* **The exercise**:
Transcribe the data below line for line without alteration, leaving out the pictures.

* **Source material**:
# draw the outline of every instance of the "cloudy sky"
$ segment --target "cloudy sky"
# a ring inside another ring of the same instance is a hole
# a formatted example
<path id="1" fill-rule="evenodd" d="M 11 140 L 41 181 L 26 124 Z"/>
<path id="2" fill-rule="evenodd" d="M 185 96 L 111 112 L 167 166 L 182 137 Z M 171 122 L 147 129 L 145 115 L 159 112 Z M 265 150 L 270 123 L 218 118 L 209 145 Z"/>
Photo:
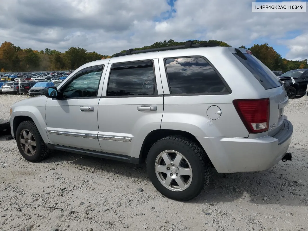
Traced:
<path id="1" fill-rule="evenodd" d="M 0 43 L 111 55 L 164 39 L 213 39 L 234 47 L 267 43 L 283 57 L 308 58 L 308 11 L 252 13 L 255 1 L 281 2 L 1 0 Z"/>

* **The completed task**:
# draw the outline of every instance of the "cloudy sky"
$ segment --target "cloudy sky"
# a ring inside another ring of the same instance is a hole
# a formatted example
<path id="1" fill-rule="evenodd" d="M 11 140 L 41 181 L 26 124 Z"/>
<path id="2" fill-rule="evenodd" d="M 185 96 L 111 112 L 167 166 L 182 137 Z M 171 122 L 147 129 L 145 115 L 159 112 Z M 265 150 L 270 123 L 218 118 L 209 145 Z"/>
Photo:
Traced:
<path id="1" fill-rule="evenodd" d="M 0 43 L 111 55 L 164 39 L 213 39 L 234 47 L 267 43 L 283 57 L 308 58 L 308 11 L 252 13 L 255 1 L 281 2 L 1 0 Z"/>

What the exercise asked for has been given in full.